Description of the task
Which lines of the entries hold the string "below"? Copy each one.

Task inputs
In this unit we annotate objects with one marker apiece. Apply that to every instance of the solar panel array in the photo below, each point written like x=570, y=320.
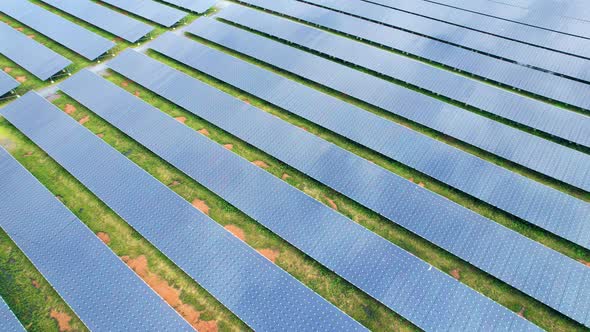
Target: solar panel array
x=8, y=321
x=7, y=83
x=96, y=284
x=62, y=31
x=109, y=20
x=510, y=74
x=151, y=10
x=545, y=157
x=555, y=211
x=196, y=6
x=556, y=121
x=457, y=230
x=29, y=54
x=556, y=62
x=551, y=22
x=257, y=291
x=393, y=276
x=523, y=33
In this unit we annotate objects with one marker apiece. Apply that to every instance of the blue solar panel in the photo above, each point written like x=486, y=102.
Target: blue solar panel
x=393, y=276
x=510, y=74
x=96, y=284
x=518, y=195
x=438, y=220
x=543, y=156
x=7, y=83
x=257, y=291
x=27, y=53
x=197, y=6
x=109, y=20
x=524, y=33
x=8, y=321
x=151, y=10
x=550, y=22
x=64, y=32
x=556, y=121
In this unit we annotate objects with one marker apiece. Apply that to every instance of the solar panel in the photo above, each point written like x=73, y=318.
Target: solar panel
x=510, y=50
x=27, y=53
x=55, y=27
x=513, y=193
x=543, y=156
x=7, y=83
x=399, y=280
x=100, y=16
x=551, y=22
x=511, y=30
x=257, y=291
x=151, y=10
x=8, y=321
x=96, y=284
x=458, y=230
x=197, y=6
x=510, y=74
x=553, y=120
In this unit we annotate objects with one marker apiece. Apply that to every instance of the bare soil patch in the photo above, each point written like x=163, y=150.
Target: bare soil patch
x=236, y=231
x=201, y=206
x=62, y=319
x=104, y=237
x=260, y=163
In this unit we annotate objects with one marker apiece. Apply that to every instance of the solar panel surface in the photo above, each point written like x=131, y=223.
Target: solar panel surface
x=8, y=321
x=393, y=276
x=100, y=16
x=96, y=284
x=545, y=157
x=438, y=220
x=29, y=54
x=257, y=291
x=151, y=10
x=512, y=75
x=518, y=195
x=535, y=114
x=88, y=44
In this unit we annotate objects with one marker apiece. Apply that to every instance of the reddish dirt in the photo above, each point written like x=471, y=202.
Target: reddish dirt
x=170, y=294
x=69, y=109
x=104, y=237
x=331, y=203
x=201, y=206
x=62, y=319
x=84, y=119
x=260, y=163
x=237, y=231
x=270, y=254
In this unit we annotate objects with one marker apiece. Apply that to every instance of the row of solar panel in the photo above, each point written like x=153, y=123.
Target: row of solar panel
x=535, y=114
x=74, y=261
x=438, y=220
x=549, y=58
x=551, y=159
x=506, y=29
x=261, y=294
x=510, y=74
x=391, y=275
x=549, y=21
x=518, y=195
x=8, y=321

==

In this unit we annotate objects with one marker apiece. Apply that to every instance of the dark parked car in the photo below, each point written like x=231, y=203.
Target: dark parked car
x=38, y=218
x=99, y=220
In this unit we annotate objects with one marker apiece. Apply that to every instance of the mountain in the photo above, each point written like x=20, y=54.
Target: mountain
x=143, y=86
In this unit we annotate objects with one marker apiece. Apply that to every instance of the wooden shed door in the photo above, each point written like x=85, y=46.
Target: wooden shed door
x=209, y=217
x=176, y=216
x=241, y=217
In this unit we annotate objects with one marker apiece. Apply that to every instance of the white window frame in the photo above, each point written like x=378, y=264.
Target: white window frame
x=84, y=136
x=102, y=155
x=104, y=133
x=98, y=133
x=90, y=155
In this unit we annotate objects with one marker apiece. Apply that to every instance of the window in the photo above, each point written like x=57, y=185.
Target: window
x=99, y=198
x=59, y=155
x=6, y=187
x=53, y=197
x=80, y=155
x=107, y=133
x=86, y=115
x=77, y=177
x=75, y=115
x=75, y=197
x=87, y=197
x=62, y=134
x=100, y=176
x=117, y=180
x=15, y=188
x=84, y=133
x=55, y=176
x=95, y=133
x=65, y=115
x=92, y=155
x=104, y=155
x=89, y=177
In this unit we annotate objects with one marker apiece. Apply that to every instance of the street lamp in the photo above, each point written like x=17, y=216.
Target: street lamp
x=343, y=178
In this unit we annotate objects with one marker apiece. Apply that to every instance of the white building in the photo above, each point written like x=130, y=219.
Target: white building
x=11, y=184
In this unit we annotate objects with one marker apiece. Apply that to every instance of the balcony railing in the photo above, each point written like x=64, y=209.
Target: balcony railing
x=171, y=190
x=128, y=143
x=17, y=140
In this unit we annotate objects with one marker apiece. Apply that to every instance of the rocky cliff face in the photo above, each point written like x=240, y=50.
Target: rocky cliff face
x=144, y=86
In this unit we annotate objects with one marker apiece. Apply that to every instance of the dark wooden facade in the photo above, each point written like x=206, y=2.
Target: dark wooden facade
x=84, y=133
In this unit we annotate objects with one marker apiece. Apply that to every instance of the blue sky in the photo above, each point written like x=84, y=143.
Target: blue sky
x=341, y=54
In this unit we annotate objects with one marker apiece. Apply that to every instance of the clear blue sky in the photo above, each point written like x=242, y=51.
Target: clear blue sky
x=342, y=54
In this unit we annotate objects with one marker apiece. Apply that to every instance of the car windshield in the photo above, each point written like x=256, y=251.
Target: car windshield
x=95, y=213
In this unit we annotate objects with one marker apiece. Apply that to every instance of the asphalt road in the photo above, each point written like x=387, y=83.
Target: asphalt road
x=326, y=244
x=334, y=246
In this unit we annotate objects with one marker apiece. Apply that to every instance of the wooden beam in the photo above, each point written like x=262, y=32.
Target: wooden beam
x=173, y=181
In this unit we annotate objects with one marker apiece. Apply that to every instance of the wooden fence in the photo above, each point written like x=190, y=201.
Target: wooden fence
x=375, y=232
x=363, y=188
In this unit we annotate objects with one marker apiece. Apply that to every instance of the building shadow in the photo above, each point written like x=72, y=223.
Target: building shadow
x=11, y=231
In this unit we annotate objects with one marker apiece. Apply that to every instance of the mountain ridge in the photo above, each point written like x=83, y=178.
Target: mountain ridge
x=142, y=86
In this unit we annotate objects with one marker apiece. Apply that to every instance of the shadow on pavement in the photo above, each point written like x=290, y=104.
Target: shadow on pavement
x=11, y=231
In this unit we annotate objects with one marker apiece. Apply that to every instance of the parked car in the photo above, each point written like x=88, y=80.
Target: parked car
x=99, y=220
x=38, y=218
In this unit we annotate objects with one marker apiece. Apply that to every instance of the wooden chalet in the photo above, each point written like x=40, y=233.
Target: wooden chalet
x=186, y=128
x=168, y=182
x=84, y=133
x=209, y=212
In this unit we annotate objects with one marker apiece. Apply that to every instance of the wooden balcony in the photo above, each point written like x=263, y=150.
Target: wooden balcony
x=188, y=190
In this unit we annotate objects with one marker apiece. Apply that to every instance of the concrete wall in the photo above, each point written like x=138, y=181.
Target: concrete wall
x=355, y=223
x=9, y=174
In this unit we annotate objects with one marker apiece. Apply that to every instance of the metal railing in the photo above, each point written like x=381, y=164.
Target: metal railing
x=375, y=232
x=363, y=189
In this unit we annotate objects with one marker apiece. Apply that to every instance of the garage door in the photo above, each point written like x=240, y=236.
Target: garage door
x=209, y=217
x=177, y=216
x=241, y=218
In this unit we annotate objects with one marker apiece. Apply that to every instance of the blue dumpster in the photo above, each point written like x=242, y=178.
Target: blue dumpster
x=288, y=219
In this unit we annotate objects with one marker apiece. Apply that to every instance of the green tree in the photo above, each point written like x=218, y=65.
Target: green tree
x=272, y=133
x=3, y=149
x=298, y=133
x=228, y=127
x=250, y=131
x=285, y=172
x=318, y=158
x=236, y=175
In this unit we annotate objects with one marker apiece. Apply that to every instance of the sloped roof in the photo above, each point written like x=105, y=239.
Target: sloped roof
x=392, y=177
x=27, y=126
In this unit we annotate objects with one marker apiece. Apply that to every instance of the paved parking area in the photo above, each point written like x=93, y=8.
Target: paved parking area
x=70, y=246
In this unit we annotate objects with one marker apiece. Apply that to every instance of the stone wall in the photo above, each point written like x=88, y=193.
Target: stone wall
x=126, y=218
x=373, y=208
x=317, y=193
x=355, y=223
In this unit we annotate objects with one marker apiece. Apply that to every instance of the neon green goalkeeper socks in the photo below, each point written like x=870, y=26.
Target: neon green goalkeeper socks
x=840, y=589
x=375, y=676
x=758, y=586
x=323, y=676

Task solution
In this unit we annotate objects with one marker apiece. Apply that to every instance of the solar panel array in the photo below, each point written like x=570, y=320.
In this unit we annotate objects with one marker apiece. Apply that to every instance of the dark parked car in the photo below, each point written like x=231, y=203.
In this unit we annotate objects with one marker apiece. Apply that to every instance of the neon green goalkeeper socks in the photo below, each point written like x=870, y=26.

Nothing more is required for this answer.